ASSIGNED TASK: Keep to one stretch of the data below, the lines from the one with "[[244, 201], [465, 301], [605, 282]]" up to and including the one with "[[477, 81], [245, 476], [6, 406]]", and return that stretch exactly.

(Referring expression pointing data)

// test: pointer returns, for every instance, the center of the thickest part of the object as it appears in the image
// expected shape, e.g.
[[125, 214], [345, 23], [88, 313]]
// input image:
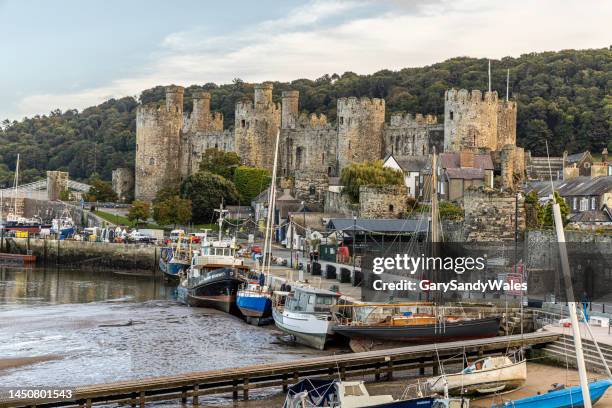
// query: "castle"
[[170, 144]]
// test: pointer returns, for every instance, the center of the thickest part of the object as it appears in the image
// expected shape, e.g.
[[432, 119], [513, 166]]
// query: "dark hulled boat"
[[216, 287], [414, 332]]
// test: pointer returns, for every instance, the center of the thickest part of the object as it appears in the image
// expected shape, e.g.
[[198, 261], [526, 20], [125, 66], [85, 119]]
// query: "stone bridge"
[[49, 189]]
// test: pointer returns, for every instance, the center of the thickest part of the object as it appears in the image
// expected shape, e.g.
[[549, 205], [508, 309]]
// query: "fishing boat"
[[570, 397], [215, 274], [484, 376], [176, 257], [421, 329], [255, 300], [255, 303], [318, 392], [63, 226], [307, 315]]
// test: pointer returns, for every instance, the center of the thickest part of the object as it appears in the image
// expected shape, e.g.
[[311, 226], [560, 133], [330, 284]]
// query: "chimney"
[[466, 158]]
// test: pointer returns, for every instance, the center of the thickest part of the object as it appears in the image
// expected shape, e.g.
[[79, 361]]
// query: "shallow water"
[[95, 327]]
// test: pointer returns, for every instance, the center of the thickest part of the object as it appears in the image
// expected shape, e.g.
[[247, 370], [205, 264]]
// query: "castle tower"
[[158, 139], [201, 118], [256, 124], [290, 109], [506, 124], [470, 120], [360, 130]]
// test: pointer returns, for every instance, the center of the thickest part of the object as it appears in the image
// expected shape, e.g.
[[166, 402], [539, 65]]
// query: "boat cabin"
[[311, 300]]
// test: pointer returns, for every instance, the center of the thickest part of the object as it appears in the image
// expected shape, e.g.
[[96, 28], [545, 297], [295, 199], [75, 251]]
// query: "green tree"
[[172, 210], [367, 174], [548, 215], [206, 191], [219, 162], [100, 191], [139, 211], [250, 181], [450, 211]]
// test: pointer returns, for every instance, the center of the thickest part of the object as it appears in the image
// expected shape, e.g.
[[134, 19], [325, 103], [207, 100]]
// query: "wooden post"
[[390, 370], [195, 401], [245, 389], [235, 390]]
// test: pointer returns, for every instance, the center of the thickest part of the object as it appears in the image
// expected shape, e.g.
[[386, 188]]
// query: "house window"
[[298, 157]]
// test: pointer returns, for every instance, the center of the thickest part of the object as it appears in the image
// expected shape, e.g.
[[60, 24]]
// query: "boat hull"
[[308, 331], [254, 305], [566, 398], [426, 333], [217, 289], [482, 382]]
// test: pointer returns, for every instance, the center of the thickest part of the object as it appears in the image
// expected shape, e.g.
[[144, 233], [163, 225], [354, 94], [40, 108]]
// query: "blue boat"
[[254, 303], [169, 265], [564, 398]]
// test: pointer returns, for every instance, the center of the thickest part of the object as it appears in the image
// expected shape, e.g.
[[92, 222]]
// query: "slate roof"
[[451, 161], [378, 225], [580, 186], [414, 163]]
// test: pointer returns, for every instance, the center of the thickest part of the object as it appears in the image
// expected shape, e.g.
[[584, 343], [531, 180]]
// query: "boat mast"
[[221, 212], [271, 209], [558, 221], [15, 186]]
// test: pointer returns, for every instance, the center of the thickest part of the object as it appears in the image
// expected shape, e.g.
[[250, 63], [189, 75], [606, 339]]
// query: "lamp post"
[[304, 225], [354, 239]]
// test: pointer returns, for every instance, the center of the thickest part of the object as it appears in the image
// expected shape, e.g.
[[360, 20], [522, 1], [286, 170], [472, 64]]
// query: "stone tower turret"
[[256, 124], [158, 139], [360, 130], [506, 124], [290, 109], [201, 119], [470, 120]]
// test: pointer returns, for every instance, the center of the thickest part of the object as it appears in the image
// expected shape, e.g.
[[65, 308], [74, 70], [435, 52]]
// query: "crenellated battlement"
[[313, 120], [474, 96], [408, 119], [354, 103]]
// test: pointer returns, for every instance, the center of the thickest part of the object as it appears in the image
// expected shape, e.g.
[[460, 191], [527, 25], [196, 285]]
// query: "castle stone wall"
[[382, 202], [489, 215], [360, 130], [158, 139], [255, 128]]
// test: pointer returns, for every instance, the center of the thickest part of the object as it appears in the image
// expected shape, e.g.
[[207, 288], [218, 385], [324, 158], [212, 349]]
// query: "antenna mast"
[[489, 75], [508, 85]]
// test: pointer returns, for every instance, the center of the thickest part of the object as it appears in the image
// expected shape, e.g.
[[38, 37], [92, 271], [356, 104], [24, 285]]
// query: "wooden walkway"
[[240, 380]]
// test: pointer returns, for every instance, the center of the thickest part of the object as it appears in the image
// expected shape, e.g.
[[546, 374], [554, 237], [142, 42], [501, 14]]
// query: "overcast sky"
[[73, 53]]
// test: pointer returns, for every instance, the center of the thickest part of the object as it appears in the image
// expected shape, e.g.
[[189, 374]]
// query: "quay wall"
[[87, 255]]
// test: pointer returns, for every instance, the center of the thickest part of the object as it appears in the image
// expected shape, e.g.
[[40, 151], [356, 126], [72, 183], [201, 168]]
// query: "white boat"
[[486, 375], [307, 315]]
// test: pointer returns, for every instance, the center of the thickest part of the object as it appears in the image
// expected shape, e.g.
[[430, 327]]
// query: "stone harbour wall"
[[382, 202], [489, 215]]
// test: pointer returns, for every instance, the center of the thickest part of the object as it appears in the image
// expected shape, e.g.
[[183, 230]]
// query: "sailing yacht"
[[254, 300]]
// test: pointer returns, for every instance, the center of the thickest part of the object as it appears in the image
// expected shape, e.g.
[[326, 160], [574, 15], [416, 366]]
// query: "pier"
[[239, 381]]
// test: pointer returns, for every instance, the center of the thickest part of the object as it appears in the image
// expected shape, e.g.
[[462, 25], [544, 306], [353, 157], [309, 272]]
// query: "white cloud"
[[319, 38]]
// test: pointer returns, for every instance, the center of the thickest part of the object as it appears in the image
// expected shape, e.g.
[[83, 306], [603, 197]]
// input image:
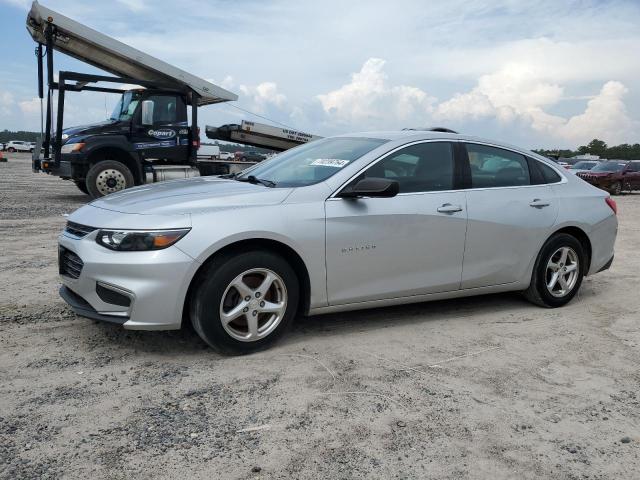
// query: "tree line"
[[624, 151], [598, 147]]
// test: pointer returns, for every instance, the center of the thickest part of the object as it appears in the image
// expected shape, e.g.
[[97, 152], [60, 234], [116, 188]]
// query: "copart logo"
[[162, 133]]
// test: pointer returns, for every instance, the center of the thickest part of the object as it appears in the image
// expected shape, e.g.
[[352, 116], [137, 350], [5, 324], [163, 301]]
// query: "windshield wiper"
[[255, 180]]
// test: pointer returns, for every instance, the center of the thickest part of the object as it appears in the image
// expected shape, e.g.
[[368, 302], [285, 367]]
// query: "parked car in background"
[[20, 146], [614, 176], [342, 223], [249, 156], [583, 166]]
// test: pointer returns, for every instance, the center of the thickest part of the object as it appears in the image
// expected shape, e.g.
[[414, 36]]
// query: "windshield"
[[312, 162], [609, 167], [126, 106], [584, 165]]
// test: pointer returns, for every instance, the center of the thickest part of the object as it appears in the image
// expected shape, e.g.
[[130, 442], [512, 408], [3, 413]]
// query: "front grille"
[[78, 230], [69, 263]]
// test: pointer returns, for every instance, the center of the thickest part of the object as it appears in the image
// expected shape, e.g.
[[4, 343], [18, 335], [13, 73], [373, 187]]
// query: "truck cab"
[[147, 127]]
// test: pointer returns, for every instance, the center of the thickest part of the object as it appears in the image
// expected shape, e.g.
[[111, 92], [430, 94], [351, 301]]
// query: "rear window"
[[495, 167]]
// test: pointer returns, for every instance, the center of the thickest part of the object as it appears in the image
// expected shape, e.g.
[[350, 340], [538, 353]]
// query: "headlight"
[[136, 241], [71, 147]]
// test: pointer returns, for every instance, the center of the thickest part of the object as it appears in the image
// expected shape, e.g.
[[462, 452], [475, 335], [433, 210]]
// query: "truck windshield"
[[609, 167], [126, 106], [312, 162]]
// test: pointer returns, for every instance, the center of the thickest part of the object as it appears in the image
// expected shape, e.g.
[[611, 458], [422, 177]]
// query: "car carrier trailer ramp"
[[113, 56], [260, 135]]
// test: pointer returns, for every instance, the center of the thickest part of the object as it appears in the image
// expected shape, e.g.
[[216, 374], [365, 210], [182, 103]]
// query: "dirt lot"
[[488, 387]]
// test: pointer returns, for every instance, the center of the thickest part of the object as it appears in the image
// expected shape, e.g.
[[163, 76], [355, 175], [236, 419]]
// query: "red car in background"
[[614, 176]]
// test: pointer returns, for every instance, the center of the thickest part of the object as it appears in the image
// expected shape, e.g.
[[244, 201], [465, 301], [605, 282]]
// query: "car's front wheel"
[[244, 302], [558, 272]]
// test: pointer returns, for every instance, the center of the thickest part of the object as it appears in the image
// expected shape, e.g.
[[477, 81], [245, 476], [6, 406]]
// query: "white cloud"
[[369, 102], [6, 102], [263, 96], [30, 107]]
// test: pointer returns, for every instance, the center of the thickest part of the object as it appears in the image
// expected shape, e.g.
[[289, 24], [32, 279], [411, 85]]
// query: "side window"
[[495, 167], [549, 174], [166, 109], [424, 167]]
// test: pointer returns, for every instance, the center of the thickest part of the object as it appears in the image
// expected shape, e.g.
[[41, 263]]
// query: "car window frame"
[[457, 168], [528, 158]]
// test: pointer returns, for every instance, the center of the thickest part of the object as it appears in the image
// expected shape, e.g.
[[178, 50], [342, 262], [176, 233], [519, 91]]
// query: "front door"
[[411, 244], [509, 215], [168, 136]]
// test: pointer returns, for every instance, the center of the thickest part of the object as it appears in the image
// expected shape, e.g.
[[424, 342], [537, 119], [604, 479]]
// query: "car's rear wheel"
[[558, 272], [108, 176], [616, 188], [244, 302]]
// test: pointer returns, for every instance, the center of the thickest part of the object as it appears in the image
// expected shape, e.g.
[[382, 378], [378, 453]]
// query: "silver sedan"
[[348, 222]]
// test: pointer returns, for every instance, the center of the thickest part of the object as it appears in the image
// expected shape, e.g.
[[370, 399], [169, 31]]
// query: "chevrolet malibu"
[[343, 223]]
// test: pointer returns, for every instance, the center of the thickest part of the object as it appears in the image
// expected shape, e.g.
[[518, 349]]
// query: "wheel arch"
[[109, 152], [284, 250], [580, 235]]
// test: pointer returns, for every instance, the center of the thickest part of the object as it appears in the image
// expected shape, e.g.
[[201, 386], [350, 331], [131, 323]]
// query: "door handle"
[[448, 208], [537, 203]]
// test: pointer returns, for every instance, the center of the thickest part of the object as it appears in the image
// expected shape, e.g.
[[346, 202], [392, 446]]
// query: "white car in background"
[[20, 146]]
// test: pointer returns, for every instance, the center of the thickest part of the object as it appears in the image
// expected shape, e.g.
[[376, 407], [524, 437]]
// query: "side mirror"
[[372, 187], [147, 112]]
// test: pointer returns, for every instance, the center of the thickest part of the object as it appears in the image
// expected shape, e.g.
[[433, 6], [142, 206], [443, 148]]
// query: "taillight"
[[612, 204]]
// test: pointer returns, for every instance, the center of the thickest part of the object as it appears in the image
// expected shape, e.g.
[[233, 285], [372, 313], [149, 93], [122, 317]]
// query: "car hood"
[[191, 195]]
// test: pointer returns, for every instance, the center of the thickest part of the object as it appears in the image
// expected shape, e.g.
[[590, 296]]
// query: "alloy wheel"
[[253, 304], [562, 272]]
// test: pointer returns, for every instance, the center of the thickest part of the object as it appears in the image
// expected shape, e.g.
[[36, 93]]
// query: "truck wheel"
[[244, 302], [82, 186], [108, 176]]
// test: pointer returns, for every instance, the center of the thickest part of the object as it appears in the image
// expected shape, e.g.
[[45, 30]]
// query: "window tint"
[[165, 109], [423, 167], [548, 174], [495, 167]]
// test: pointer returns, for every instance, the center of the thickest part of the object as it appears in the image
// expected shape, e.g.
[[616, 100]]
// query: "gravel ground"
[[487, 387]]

SOLUTION TO THIS EXERCISE:
[[244, 201], [465, 301], [605, 282]]
// query: "car's front wheel"
[[244, 302], [558, 272]]
// test: pointer returns, for every instance, the center of the thickest part of the object as it appears in the image
// expected shape, e.g.
[[477, 81], [245, 476], [6, 406]]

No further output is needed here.